EXERCISE DETAILS:
Copy out exactly each line from the line with "In the photo above, where can the disco" through the last line of the material below.
--- Start of TASK DATA ---
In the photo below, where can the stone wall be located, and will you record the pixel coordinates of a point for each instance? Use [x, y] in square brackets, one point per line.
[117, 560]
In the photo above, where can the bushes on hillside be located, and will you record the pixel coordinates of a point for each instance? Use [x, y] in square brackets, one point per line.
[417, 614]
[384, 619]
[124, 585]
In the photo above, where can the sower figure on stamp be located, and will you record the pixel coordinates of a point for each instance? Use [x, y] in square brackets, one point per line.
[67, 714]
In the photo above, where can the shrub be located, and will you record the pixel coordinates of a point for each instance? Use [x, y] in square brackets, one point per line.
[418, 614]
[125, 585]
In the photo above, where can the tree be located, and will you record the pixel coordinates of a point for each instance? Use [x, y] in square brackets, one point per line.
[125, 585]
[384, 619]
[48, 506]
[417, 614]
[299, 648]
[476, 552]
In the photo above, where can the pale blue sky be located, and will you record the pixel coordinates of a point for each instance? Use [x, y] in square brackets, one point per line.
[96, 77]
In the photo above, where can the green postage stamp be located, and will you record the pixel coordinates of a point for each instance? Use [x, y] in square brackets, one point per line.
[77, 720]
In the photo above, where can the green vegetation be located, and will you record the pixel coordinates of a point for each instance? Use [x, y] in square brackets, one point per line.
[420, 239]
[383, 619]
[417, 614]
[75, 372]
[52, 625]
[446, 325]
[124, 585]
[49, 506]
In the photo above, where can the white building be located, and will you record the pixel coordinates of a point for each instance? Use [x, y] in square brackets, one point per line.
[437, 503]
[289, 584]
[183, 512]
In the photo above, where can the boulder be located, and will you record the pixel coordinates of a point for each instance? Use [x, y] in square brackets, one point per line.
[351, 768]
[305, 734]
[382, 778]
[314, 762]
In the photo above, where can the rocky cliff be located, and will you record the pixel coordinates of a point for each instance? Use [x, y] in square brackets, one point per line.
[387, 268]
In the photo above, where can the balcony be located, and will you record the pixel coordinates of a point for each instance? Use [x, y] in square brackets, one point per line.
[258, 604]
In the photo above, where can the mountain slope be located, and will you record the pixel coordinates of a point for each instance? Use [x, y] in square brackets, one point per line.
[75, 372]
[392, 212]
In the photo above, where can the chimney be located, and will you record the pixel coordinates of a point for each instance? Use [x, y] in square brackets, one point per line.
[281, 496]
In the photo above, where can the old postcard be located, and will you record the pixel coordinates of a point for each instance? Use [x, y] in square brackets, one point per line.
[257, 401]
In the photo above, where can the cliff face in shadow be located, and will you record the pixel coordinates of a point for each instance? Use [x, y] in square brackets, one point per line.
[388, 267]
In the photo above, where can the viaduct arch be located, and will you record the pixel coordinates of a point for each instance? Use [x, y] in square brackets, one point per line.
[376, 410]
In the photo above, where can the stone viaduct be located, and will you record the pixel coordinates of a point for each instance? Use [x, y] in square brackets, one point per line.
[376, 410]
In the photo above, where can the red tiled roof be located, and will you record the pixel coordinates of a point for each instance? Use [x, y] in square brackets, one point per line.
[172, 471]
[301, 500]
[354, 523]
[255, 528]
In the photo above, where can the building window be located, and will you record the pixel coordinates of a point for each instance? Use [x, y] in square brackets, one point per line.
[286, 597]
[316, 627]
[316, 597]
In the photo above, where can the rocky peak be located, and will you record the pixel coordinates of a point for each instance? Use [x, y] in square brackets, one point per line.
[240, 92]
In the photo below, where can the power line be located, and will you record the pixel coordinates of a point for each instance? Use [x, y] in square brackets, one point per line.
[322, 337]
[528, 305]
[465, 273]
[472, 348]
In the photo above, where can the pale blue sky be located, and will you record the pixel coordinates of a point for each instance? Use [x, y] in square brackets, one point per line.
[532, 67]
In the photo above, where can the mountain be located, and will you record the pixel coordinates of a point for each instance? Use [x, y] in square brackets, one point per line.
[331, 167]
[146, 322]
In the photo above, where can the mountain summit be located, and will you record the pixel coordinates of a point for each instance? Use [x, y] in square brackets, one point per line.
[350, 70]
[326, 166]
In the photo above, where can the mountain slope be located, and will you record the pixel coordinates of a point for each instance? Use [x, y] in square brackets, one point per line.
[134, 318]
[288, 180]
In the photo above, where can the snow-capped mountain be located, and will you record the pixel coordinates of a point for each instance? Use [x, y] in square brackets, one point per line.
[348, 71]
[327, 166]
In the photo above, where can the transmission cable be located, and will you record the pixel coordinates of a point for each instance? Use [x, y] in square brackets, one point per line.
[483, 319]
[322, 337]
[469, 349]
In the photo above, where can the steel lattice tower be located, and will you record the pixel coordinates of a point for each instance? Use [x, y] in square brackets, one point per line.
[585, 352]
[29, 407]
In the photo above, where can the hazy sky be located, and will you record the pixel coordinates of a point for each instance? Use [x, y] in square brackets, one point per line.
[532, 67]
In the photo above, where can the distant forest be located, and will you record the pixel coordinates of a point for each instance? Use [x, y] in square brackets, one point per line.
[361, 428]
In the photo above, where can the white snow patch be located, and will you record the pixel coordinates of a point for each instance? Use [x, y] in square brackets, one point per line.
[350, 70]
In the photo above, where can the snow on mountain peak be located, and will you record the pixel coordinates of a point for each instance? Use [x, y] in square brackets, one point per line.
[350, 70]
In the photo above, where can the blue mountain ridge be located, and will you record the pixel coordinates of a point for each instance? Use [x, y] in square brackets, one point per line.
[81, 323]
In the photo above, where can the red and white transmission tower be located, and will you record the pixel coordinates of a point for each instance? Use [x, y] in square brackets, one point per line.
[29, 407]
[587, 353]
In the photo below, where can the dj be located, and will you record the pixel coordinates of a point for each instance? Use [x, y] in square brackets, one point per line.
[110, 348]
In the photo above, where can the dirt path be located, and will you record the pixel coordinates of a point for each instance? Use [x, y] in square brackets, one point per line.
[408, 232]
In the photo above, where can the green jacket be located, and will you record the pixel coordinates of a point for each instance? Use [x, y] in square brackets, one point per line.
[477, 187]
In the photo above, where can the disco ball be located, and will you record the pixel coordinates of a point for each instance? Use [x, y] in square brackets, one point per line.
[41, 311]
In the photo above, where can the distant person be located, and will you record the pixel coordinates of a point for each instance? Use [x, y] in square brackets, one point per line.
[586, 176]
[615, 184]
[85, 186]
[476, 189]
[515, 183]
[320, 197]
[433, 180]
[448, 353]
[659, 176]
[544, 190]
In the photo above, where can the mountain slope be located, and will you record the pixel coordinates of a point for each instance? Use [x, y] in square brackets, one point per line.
--- End of TASK DATA ---
EXPECTED OUTPUT:
In the photo above, where can the disco ball be located, and will you record the pixel coordinates of a point for each instance? Use [x, y] in square brackets, one point per line.
[41, 311]
In the photo above, where can the distant person be located, and will you record the pixel coordinates of a point for each instance? Use [x, y] in square brackets, one point per line.
[586, 176]
[615, 184]
[85, 186]
[476, 189]
[515, 183]
[320, 197]
[433, 180]
[448, 353]
[659, 176]
[544, 190]
In the photo above, where can the mountain slope be located, and will you record the pixel coordinates of a point for each instance? Use [x, y] in square brackets, one point per line.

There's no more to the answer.